[Saved entries]
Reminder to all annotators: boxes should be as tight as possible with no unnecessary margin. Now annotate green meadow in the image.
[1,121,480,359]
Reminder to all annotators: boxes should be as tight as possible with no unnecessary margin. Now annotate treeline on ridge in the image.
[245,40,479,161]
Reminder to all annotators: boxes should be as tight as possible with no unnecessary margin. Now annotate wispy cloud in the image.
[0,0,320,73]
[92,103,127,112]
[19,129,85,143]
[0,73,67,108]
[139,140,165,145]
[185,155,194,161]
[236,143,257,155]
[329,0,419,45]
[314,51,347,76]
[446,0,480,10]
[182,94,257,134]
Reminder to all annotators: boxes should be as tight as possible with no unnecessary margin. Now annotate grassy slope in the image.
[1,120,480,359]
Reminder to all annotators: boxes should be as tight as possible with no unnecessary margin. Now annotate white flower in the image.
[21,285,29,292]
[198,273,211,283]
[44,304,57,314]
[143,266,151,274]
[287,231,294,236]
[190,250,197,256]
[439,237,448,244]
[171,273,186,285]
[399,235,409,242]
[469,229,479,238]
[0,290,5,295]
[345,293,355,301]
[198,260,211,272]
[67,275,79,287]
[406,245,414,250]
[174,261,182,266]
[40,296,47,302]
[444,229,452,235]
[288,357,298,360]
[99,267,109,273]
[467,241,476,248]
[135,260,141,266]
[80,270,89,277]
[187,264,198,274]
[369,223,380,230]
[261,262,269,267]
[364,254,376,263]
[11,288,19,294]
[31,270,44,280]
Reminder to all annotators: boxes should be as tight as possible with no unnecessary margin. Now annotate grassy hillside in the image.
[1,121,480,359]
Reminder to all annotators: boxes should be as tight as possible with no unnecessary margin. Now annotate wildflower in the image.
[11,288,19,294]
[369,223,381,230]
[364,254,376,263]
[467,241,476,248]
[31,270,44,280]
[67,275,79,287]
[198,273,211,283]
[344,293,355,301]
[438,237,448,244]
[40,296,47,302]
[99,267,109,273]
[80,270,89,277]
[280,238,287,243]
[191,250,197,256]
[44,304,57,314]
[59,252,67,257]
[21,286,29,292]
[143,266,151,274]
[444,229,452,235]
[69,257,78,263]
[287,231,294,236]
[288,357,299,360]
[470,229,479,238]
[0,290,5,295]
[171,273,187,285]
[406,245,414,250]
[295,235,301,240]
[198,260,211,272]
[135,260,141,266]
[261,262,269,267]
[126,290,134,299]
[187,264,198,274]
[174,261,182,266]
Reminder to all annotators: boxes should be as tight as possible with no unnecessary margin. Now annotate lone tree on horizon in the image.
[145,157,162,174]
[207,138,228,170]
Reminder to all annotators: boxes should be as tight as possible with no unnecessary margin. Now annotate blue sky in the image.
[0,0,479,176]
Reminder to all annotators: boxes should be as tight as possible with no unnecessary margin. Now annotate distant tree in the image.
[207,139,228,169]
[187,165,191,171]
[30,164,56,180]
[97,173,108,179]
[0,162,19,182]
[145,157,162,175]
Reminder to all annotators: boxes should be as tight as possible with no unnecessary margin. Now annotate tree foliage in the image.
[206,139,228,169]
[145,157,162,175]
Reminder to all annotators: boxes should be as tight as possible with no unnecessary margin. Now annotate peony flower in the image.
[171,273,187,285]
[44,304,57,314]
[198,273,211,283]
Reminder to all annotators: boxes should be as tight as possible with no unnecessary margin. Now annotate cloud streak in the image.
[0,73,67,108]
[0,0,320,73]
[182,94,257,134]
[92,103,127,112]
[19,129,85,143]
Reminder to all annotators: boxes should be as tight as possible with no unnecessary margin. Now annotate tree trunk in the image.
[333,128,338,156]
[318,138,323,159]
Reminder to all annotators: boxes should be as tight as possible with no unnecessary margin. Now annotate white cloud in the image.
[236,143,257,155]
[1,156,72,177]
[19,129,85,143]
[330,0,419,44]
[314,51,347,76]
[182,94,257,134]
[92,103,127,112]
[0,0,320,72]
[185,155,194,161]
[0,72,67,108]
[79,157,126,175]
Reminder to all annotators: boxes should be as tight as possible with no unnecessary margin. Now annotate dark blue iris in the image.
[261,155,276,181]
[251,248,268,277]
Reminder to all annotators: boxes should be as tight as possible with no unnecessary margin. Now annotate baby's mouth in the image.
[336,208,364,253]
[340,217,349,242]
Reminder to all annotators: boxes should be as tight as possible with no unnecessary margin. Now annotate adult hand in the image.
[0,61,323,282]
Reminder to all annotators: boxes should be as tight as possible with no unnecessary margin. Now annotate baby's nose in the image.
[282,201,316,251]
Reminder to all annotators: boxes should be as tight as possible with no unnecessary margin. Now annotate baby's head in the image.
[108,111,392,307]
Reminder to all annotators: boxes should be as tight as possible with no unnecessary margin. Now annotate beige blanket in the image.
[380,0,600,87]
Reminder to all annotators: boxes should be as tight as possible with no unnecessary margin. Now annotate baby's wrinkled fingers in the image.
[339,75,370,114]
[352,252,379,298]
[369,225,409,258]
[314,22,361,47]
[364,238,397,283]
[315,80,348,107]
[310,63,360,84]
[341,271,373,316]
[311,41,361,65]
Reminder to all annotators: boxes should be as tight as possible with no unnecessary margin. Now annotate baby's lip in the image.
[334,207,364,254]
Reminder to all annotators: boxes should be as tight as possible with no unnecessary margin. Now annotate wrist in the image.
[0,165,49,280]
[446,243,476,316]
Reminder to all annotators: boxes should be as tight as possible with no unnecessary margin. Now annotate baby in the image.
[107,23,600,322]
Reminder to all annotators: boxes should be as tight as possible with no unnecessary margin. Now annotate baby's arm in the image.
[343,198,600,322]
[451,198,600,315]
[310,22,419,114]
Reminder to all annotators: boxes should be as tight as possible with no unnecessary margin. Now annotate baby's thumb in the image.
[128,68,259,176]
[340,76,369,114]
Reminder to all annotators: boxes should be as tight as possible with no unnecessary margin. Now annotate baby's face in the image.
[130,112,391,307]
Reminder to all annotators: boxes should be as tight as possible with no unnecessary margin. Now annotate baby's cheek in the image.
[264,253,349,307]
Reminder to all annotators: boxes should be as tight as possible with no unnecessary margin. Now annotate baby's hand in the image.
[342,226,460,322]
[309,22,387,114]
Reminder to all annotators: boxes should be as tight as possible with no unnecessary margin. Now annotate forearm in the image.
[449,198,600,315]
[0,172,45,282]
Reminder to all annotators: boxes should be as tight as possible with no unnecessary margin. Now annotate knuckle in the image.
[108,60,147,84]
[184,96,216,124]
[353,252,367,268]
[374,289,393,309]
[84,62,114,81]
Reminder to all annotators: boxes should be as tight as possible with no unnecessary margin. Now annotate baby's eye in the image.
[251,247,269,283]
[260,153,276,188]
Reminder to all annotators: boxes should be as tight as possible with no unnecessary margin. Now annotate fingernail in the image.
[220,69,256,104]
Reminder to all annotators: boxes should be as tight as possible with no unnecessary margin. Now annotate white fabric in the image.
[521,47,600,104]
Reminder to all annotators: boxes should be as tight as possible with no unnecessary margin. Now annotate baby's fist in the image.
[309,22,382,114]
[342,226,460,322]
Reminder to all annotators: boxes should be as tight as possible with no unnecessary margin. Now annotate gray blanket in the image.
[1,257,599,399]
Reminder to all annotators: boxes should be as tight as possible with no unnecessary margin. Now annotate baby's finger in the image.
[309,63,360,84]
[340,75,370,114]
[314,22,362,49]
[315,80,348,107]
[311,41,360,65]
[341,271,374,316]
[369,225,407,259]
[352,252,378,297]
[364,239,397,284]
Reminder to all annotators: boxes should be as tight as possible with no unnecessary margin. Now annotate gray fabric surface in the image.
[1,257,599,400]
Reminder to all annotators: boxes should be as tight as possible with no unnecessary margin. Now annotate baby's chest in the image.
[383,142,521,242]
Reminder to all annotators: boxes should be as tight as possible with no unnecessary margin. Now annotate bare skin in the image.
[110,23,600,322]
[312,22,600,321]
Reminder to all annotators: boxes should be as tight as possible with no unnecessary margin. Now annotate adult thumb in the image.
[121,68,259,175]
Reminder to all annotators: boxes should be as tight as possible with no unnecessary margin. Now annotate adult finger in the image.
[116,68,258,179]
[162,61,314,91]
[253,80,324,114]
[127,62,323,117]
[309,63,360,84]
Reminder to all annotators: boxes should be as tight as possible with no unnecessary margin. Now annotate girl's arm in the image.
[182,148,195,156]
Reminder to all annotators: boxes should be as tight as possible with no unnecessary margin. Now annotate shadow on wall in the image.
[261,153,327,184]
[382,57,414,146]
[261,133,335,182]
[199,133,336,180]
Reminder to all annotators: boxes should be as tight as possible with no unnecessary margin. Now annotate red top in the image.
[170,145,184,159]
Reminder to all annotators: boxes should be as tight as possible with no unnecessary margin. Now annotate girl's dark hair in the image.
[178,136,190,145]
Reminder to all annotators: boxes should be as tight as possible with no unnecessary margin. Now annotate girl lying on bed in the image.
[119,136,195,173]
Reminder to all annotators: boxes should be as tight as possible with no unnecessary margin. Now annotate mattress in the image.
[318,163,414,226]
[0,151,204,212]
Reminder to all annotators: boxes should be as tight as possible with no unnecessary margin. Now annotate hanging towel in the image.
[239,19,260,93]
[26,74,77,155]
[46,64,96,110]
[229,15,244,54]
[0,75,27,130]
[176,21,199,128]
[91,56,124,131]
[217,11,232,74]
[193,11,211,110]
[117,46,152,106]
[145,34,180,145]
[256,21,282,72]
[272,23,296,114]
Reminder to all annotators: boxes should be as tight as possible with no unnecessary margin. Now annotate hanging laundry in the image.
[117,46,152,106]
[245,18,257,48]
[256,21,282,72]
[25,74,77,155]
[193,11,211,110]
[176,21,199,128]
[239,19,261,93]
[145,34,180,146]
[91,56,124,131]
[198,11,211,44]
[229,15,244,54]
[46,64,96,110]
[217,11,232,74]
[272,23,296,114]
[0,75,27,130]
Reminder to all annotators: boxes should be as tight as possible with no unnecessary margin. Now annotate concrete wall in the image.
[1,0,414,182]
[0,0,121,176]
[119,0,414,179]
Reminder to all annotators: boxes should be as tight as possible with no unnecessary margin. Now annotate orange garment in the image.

Assignment:
Exactly the lines from the one with "laundry in the image." through the end of the entries, both included, should be written out, and no others.

Reply:
Reminder to all annotators: boxes should be as tight as possible with no unnecessary margin. Now annotate hanging laundry in the image.
[117,46,152,106]
[245,18,257,48]
[256,21,282,72]
[25,74,77,155]
[193,11,211,110]
[176,21,199,128]
[239,19,261,93]
[145,34,180,146]
[91,56,124,131]
[198,11,211,44]
[229,15,244,54]
[46,64,96,110]
[217,11,232,74]
[272,23,296,114]
[0,75,27,130]
Reminder to all annotators: boxes should be as tight as possible with no unnecessary margin. Now annotate concrete wall in the image.
[1,0,414,182]
[0,0,121,176]
[119,0,414,179]
Reminder to all annotators: boxes should be as tight as possible with no unnecessary margin. Now annotate orange garment in the image.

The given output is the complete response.